Brief: The records that follow are to be repeated exactly, in full.

^^^^^^^^

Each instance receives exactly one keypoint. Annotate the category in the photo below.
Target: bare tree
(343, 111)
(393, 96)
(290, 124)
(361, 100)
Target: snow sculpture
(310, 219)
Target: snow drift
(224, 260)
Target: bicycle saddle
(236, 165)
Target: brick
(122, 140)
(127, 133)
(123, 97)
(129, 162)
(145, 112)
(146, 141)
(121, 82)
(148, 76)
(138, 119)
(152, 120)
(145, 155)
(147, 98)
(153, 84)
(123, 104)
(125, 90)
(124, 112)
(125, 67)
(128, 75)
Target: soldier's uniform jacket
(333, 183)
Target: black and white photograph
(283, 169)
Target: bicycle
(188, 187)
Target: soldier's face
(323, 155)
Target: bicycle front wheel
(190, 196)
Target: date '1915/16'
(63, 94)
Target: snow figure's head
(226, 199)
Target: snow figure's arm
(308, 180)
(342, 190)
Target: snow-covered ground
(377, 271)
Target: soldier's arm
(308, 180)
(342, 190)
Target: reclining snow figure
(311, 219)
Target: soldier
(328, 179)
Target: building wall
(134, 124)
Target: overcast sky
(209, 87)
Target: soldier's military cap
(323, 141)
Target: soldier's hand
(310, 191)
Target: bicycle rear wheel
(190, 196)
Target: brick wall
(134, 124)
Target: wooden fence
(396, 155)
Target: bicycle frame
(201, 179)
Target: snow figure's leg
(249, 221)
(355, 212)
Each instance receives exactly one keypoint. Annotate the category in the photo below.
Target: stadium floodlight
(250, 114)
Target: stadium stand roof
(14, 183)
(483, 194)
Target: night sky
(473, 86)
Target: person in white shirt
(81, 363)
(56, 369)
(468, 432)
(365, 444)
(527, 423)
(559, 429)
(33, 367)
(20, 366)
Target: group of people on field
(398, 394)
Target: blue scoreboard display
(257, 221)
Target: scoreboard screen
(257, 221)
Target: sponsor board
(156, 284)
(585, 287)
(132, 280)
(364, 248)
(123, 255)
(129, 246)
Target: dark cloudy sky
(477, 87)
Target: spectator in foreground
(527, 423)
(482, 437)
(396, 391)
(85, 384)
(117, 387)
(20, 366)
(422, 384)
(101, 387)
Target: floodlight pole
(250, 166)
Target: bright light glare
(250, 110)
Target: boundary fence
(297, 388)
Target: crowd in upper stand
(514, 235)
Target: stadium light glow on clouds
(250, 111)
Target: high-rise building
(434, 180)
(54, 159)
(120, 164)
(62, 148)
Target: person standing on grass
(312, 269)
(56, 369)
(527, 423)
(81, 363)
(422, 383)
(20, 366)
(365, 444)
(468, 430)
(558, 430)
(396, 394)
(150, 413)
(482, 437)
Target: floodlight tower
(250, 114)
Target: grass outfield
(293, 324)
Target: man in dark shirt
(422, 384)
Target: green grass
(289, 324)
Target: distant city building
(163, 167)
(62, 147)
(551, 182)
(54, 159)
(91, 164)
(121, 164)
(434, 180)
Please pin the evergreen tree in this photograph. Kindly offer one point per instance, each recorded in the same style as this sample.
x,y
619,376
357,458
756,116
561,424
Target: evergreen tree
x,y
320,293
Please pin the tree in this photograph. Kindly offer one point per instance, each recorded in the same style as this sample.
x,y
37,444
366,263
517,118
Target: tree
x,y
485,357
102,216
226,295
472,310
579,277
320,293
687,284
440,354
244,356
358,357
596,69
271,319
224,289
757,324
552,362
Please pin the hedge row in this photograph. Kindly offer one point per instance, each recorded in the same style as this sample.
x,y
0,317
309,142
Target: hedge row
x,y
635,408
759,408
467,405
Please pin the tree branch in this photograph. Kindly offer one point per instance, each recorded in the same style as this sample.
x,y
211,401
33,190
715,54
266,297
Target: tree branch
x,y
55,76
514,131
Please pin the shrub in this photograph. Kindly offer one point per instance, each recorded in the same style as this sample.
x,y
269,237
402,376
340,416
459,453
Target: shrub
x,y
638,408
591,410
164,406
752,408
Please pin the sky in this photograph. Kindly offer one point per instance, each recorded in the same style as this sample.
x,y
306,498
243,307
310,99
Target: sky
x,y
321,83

^^^^^^^^

Completed exercise:
Each instance receives exactly one keypoint. Annotate the category in the photo below.
Target: bare tree
(343, 111)
(393, 96)
(290, 124)
(361, 100)
Target: snow sculpture
(310, 219)
Target: snow drift
(224, 260)
Target: bicycle saddle
(236, 165)
Target: brick
(122, 140)
(127, 133)
(123, 97)
(129, 162)
(145, 112)
(146, 141)
(121, 82)
(148, 76)
(138, 119)
(152, 120)
(145, 155)
(147, 98)
(153, 84)
(123, 104)
(125, 90)
(124, 112)
(125, 67)
(128, 75)
Target: soldier's uniform jacket
(333, 183)
Target: black and white photograph
(283, 169)
Target: bicycle
(188, 187)
Target: soldier's face
(323, 155)
Target: bicycle front wheel
(190, 196)
Target: date '1915/16'
(63, 94)
Target: snow figure's head
(226, 199)
Target: snow figure's arm
(308, 180)
(342, 190)
Target: snow-covered ground
(377, 271)
Target: soldier's arm
(308, 180)
(342, 190)
Target: reclining snow figure
(311, 219)
Target: soldier
(328, 179)
Target: building wall
(134, 124)
Target: overcast sky
(209, 87)
Target: soldier's military cap
(323, 141)
Target: soldier's hand
(310, 191)
Target: bicycle rear wheel
(190, 196)
Target: brick wall
(134, 124)
Target: wooden fence
(396, 155)
Target: bicycle frame
(201, 179)
Target: snow figure's leg
(249, 221)
(355, 212)
Each instance receives exactly one keypoint. Annotate the category in the photo below.
Target: stadium floodlight
(250, 114)
Target: stadium stand roof
(14, 183)
(483, 194)
Target: night sky
(473, 86)
Target: person in white shirt
(81, 363)
(56, 369)
(468, 432)
(365, 444)
(527, 423)
(559, 429)
(33, 367)
(20, 366)
Target: group of people on field
(398, 394)
Target: blue scoreboard display
(257, 221)
Target: scoreboard screen
(257, 221)
Target: sponsor board
(156, 284)
(585, 287)
(132, 280)
(364, 248)
(123, 255)
(129, 246)
Target: dark cloudy sky
(477, 87)
Target: spectator in foreground
(527, 423)
(482, 437)
(396, 391)
(85, 384)
(117, 387)
(20, 366)
(422, 384)
(101, 387)
Target: floodlight pole
(250, 166)
Target: bright light glare
(250, 110)
Target: boundary fence
(297, 388)
Target: crowd in upper stand
(514, 235)
Target: stadium light glow on clouds
(250, 111)
Target: high-rise building
(434, 180)
(54, 159)
(120, 164)
(62, 148)
Target: person standing on grass
(312, 269)
(56, 369)
(527, 423)
(81, 363)
(422, 383)
(20, 366)
(365, 444)
(468, 430)
(558, 430)
(396, 394)
(150, 413)
(482, 437)
Target: floodlight tower
(250, 114)
Target: grass outfield
(293, 324)
Target: man in dark shirt
(422, 384)
Target: green grass
(289, 324)
Target: distant city building
(163, 167)
(62, 147)
(551, 182)
(54, 159)
(91, 164)
(121, 164)
(434, 180)
Please pin the evergreen tree in this photograph. Kindly offer one point per instance, each recorded in the same style as this sample.
x,y
619,376
357,458
756,116
561,424
Target: evergreen tree
x,y
320,293
Please pin the tree in this photograph. Kindly offer one point per instance, each recorded in the same style as this sample.
x,y
37,444
366,263
517,118
Target: tree
x,y
485,357
102,216
226,295
472,310
579,277
320,293
687,284
440,354
244,356
358,357
596,69
271,319
224,289
757,324
552,362
Please pin the hedge row in this photograph. Kindly offer one point per instance, each recorded in the same style as this sample.
x,y
0,317
309,142
Target: hedge row
x,y
635,408
759,408
467,405
Please pin the tree branch in this photograph. Kindly offer one point per instance, each recorded in the same style as this sample.
x,y
211,401
33,190
715,54
266,297
Target: tree branch
x,y
55,76
514,131
Please pin the shrub in this photograph. Kindly offer one point per instance, each recorded in the same style as this sample.
x,y
269,237
402,376
340,416
459,453
Target: shrub
x,y
638,408
591,410
164,406
752,408
Please pin the sky in this photograph. Kindly offer one point per instance, each recorded in the same style as this sample.
x,y
306,498
243,307
310,99
Target: sky
x,y
321,83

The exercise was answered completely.